◆ What you should do
Please rewrite the stretch of items from the line containing "If you could outline every instance of the person" through the end of the items, both ends included, keeping the requests, and scale every coordinate in the answers by 1.8, rounding to whole numbers with halves rounded up.
** start Data shown **
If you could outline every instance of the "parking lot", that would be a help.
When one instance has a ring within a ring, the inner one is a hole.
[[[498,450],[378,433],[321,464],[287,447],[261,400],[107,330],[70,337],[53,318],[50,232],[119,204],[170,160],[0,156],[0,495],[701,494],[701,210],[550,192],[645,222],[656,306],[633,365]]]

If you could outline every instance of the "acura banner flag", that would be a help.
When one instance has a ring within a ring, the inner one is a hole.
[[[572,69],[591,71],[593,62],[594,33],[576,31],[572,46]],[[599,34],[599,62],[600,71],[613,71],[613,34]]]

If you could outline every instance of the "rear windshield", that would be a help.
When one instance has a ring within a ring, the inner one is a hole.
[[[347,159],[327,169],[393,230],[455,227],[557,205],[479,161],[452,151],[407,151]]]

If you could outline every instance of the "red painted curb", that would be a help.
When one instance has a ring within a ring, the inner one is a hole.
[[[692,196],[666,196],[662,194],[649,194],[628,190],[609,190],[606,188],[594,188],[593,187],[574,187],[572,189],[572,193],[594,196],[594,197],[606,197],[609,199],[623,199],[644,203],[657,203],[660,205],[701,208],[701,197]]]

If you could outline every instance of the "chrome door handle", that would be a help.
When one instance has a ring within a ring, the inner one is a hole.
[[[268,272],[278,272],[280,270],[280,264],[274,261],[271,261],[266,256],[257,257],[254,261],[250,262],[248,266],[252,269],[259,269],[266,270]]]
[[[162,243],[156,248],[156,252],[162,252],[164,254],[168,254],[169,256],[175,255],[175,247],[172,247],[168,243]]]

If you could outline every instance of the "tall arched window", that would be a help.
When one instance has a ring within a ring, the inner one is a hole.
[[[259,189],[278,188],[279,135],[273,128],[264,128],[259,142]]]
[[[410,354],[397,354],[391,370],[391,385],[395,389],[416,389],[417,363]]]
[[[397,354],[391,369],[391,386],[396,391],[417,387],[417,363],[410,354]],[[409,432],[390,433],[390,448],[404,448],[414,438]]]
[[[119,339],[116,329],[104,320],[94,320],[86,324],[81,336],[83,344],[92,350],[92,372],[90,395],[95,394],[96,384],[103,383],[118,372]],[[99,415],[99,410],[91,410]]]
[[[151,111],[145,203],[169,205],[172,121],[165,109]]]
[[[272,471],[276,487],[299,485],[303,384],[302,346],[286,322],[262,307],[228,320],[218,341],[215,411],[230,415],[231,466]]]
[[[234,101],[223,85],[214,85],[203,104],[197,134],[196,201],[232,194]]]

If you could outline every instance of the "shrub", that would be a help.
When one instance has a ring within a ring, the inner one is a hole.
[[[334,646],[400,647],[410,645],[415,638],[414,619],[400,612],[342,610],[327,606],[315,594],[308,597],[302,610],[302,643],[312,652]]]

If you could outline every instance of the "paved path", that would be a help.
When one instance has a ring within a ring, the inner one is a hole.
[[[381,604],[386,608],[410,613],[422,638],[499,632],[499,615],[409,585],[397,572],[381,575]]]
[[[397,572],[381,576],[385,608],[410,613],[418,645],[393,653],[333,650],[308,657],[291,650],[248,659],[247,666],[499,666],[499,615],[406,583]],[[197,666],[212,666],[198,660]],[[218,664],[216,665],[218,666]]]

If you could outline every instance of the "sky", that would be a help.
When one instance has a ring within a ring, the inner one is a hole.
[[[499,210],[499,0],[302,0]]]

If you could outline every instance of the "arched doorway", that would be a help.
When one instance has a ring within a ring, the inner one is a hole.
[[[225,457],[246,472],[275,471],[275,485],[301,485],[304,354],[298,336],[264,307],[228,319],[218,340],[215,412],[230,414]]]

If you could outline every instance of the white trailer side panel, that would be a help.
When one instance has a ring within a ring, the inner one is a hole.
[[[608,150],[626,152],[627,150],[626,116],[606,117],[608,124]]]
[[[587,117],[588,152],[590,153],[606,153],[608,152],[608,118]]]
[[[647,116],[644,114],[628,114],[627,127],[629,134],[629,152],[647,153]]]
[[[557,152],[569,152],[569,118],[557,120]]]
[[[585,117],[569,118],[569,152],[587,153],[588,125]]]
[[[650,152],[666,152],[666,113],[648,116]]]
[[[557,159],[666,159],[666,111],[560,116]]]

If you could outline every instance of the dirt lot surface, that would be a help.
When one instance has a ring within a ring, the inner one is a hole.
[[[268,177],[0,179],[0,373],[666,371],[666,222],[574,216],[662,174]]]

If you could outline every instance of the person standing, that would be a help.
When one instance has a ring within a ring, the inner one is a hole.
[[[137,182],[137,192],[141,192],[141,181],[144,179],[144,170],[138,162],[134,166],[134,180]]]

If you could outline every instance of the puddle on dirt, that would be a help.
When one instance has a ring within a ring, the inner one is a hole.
** end Data shown **
◆ The response
If you could outline every instance of the person standing, that would be a help.
When one instance has a ring within a ring, the inner one is a hole.
[[[247,328],[247,346],[254,346],[254,326],[259,322],[259,306],[248,292],[241,299],[241,324]]]

If you could outline every instance of the puddle on dirt, that would be a help.
When one instance has a ring within a ring, the inner one is a hole.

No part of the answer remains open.